_What is being asked:_ Return every line from the one containing "Objective: for every instance of the plastic" through the final line of the material below as a JSON list of strings, one string per line, omitting blank lines.

----- Material for this exercise -----

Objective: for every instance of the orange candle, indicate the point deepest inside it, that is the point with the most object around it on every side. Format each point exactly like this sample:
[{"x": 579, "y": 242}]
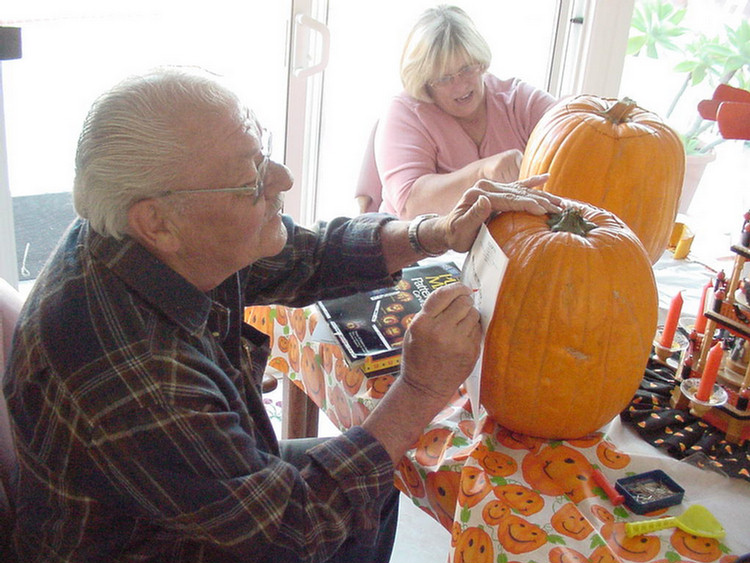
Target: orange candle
[
  {"x": 713, "y": 361},
  {"x": 673, "y": 317},
  {"x": 700, "y": 320}
]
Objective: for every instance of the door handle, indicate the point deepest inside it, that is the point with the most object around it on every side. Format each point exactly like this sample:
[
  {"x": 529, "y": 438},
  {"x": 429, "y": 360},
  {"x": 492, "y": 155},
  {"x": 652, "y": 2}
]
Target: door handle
[{"x": 303, "y": 20}]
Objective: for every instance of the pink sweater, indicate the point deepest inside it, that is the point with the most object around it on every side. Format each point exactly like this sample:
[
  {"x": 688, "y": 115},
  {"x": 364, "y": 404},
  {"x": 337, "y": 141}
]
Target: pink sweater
[{"x": 416, "y": 138}]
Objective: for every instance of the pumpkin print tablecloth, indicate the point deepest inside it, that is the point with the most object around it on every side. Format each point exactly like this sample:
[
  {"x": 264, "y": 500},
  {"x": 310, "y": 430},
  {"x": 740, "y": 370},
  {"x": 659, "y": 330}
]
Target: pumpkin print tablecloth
[{"x": 502, "y": 496}]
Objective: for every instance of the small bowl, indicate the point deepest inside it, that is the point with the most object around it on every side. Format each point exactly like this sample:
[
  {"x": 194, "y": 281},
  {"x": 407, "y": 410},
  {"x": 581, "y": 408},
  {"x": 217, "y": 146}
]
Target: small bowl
[{"x": 650, "y": 491}]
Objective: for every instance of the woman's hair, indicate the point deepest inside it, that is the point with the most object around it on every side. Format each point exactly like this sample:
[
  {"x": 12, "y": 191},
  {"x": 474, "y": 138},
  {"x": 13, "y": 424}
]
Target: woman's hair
[
  {"x": 441, "y": 35},
  {"x": 138, "y": 138}
]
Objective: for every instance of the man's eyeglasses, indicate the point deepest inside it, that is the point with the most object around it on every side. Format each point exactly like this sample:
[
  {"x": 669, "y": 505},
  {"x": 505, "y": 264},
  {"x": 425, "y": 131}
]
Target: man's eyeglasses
[
  {"x": 254, "y": 190},
  {"x": 464, "y": 73}
]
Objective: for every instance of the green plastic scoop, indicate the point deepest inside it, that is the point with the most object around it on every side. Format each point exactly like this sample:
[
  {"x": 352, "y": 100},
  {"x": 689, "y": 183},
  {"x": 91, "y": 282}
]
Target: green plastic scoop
[{"x": 696, "y": 520}]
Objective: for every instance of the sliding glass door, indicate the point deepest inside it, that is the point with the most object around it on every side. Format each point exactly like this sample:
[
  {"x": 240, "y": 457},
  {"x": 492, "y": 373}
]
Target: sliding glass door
[{"x": 361, "y": 75}]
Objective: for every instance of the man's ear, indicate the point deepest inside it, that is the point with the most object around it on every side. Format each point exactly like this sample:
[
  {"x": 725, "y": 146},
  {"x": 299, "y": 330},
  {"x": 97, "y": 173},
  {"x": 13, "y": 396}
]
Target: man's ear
[{"x": 149, "y": 223}]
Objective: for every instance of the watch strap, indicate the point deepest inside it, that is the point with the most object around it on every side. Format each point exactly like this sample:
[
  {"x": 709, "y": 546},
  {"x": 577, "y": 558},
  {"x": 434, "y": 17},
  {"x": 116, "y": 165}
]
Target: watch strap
[{"x": 413, "y": 234}]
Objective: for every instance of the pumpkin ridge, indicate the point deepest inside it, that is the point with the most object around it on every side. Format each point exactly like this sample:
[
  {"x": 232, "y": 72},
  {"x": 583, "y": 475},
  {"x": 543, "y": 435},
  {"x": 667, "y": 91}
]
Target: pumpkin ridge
[{"x": 573, "y": 324}]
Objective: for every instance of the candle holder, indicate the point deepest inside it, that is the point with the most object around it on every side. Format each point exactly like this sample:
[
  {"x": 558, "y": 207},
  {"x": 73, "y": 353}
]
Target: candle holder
[
  {"x": 673, "y": 355},
  {"x": 727, "y": 307},
  {"x": 718, "y": 396}
]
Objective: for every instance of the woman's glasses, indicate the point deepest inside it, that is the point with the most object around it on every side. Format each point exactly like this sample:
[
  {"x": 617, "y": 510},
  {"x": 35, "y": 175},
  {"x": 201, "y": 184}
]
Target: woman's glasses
[{"x": 465, "y": 73}]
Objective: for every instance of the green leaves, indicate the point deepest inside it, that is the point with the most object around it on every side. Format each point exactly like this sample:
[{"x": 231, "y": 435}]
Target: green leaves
[{"x": 655, "y": 26}]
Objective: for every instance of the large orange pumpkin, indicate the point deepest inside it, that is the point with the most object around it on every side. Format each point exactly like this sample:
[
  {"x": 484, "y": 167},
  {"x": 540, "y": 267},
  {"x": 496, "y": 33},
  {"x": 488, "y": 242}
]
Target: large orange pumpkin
[
  {"x": 614, "y": 155},
  {"x": 573, "y": 323}
]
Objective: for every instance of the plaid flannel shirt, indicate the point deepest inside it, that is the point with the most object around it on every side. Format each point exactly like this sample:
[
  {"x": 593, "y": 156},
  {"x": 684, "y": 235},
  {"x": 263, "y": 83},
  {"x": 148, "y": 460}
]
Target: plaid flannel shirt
[{"x": 138, "y": 436}]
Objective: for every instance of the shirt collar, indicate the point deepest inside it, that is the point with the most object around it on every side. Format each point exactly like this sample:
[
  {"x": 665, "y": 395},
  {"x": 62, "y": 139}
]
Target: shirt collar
[{"x": 154, "y": 281}]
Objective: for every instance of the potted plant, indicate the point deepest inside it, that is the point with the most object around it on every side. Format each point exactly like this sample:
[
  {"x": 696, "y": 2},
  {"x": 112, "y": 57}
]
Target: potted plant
[{"x": 657, "y": 31}]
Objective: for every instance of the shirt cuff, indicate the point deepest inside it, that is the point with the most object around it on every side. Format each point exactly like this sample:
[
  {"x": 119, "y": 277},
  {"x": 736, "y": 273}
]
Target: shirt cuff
[{"x": 358, "y": 463}]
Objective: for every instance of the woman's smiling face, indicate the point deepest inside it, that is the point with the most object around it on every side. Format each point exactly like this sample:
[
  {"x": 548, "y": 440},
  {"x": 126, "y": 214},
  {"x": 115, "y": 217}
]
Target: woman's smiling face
[{"x": 460, "y": 90}]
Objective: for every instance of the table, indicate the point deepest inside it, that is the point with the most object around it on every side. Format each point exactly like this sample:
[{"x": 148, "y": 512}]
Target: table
[{"x": 508, "y": 497}]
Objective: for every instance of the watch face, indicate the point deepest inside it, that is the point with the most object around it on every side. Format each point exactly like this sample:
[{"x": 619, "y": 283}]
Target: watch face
[{"x": 413, "y": 234}]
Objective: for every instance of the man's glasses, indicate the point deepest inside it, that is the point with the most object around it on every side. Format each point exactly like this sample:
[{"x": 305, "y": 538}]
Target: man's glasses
[
  {"x": 254, "y": 190},
  {"x": 464, "y": 73}
]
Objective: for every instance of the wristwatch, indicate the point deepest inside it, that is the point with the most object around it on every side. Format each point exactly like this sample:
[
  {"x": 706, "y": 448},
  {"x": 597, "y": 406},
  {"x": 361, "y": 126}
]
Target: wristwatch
[{"x": 413, "y": 234}]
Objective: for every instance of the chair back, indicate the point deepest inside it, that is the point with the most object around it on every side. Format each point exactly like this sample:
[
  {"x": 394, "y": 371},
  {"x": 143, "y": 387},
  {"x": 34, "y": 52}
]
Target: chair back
[{"x": 10, "y": 307}]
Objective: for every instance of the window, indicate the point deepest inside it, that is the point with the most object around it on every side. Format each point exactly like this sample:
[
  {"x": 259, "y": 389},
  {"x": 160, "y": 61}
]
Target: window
[
  {"x": 74, "y": 50},
  {"x": 668, "y": 38}
]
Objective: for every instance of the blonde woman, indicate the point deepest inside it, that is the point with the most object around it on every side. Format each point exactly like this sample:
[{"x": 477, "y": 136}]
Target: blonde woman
[{"x": 454, "y": 123}]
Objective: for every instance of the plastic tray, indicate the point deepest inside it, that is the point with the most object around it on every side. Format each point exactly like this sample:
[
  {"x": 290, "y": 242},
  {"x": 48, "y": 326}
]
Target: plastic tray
[{"x": 650, "y": 491}]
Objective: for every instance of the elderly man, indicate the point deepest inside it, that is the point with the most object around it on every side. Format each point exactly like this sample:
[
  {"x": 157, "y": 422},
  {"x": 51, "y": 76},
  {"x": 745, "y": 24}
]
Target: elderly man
[{"x": 141, "y": 433}]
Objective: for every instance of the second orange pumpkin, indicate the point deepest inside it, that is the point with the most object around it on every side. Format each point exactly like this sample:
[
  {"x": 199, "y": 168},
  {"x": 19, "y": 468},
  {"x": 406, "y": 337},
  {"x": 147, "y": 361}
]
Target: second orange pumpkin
[{"x": 614, "y": 155}]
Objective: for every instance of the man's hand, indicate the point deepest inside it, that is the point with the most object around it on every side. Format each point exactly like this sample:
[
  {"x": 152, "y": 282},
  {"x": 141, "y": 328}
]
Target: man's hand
[
  {"x": 440, "y": 349},
  {"x": 441, "y": 345},
  {"x": 458, "y": 229}
]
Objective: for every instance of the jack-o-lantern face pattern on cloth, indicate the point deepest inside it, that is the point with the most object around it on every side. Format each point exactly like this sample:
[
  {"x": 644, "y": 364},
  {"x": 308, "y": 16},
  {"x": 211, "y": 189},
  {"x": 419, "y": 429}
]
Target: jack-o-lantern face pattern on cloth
[{"x": 504, "y": 497}]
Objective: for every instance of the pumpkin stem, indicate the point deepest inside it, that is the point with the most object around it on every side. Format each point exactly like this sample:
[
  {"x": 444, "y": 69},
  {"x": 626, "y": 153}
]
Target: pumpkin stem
[
  {"x": 619, "y": 111},
  {"x": 570, "y": 220}
]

-----

_In response:_
[
  "Objective: for every instance of the plastic tray, indicate the point deepest inside it, that is the point with the most object around it on every side. Format each point exactly like this sample:",
  "[",
  "  {\"x\": 290, \"y\": 242},",
  "  {\"x\": 48, \"y\": 326}",
  "]",
  "Target: plastic tray",
  "[{\"x\": 650, \"y\": 491}]",
  "Objective: for every instance of the elderly man, indicate the point deepest inside it, that is the point with the most object around it on every side. Format each point exactly like this sample:",
  "[",
  "  {\"x\": 157, \"y\": 422},",
  "  {\"x\": 51, \"y\": 76},",
  "  {\"x\": 745, \"y\": 24}",
  "]",
  "Target: elderly man",
  "[{\"x\": 141, \"y\": 433}]",
  "Objective: for every instance of the second orange pumpkin, indicate the point deepest inside it, that is the point with the most object around it on every side. Format each point exactly like this sample:",
  "[",
  "  {\"x\": 199, \"y\": 168},",
  "  {\"x\": 19, \"y\": 468},",
  "  {\"x\": 406, \"y\": 337},",
  "  {\"x\": 147, \"y\": 361}",
  "]",
  "Target: second orange pumpkin",
  "[{\"x\": 614, \"y\": 155}]",
  "Objective: for every instance of the man's hand, indicate the point deepest inside it, that is the point with the most object around it on every side. Format each point exactly like this sample:",
  "[",
  "  {\"x\": 152, \"y\": 282},",
  "  {\"x\": 141, \"y\": 328}",
  "]",
  "Target: man's hand",
  "[",
  "  {\"x\": 440, \"y\": 349},",
  "  {\"x\": 441, \"y\": 345},",
  "  {\"x\": 458, \"y\": 229}",
  "]",
  "Objective: for every instance of the jack-o-lantern face pattern on cloth, indicate the point deepest inside it, that is the point with the most object around it on every side. Format each point exactly like this sample:",
  "[",
  "  {\"x\": 644, \"y\": 364},",
  "  {\"x\": 308, \"y\": 16},",
  "  {\"x\": 211, \"y\": 189},",
  "  {\"x\": 419, \"y\": 429}",
  "]",
  "Target: jack-o-lantern face pattern on cloth",
  "[{\"x\": 504, \"y\": 497}]",
  "Objective: for every instance of the pumpkin stem, indicate the point deepest inside it, that is the point with the most object around it on every side. Format each point exactly like this sample:",
  "[",
  "  {\"x\": 444, \"y\": 69},",
  "  {\"x\": 626, \"y\": 153}",
  "]",
  "Target: pumpkin stem",
  "[",
  "  {\"x\": 619, \"y\": 111},",
  "  {\"x\": 570, \"y\": 220}",
  "]"
]